### THE REQUEST
Continue the forum thread about waiting for Trigano Tribute motorhome deliveries, picking up after its last post.

Ours ordered in October (650) just phoned the factory and they said that they are starting to come through now and we should get ours in the next 4 weeks ,fingers crossed! Also spoken to Brownhills and they have just had one deliverd ,but not mine.They said that the delay was caused by late starting production of the right hand drive models.


----------



## grumpyman

I spoke to the supplier of my vehicle yesterday he is still waiting for deliver of his 2007 models.The reason he gives is that the largest sellers are France and Germany since they ordered the 2007 models the tax has increased but the manufacturers are having to supply at the original cost and so they are taking precedence.As usual the good old UK comes second.
Which probably makes this close to the truth I published in January.


----------



## rft

Freeborn in Hampshire have now got a 550.

and they are still expecting the first 650s on May 1st. (2007)


----------



## 102062

*trigano tribute*

Hi all just received news from chelston that tribute550 will be here on 18 of may yessssssssssssssssssssssssssssssss


----------



## oldenstar

Yippeeee.
That ties up with my promise also for the 18th, as I assume they will be supplying the three South West dealers that day.
Weston Super Mud dealer, then Chelston, and finally dear old Torbay.
I wonder how many 550's they can get on a Transporter?- and I hope he is especially careful with mine.
Incidentally I note that the enterprising dealer who is using the very similar website name to Trigano has some excellent pics on the site.

### GIVEN DATA
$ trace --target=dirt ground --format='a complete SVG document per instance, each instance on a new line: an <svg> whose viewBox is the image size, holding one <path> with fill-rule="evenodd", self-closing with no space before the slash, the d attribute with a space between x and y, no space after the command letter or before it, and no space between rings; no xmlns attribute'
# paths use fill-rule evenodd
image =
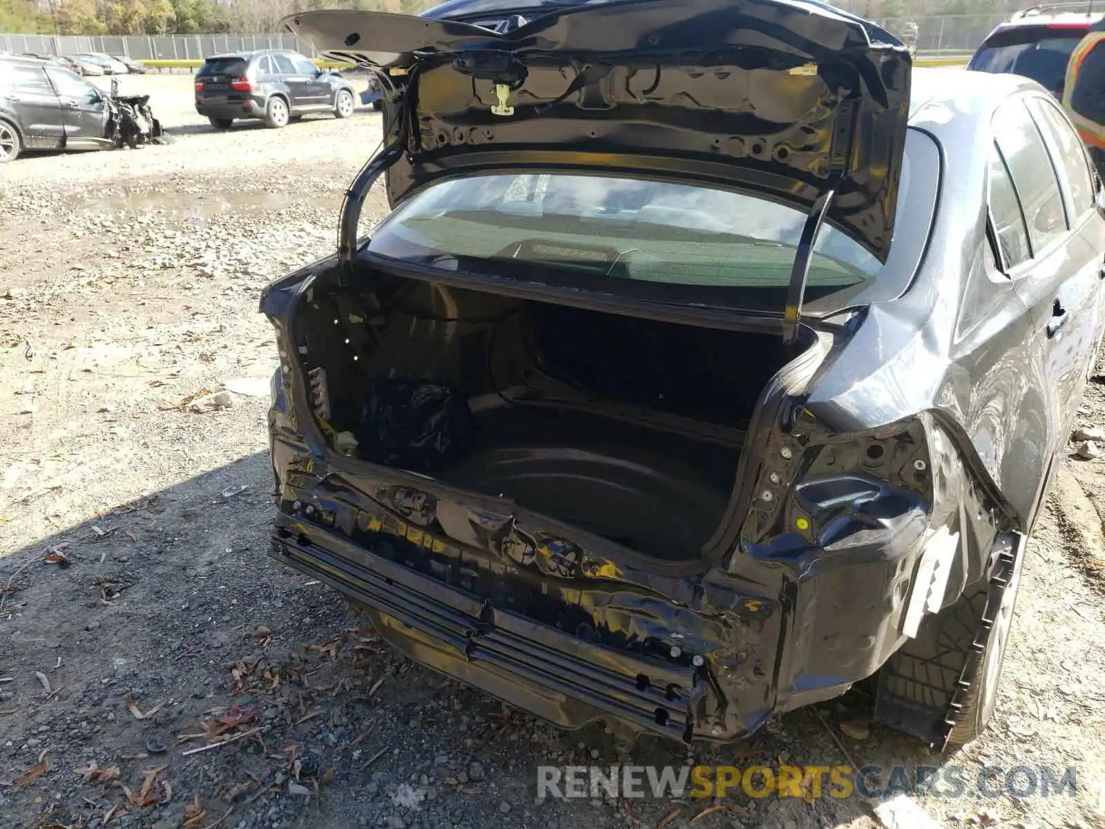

### OUTPUT FOR THIS EXERCISE
I refer to www. tribute-motorhomes.co.uk (very similar to www.tributemotorhomes.co.uk)
Hopefully some cheerful posters tomorrow, though I expect mine will be a very late arrival.
Paul


----------



## 102062

*trigano tribute*

thanks for that post oldanstar looks to be well worth the wait, my first motorhome so am all excited, liv south devon so hope to see you on the road, will be able to give my trusty old triumph a rest now, all the best triumf


----------



## Otto-de-froste

*Our 650 - next week*

We will be collecting our 650 on 9th May. I think stock is coming through now. Are we the first to get one or has anyone beaten us?

We will report as soon as possible, but probably after we come back from Switzerland. It'll be interesting to see how it performs on the hills, and how we manage with a smaller van for 2 weeks.


----------



## LAZZA

*otto-de-froste TRIBUTE 650*

Hi OTTO
Was yours ordererd from Brownhills like ours? if so we may be getting ours at round about the same time,hopefully.
Good luck with your new van
LAZZA


----------



## oldenstar

I don't think you need to worry about the hills Otto. I know your 650 is a bit heavier than our 550, but the engine is a cracker.
I think ours would have come up Telegraph Hill in 5th if I hadn't been baulked the other day.
I suspect the biggest culture shock will be the move from a coachbuilt to a panel van with the inevitable compromise in available space.
But then when you find you can park in supermarket car parks with no problem you will see the upside.
Hope you collect it OK and all goes well on the continong.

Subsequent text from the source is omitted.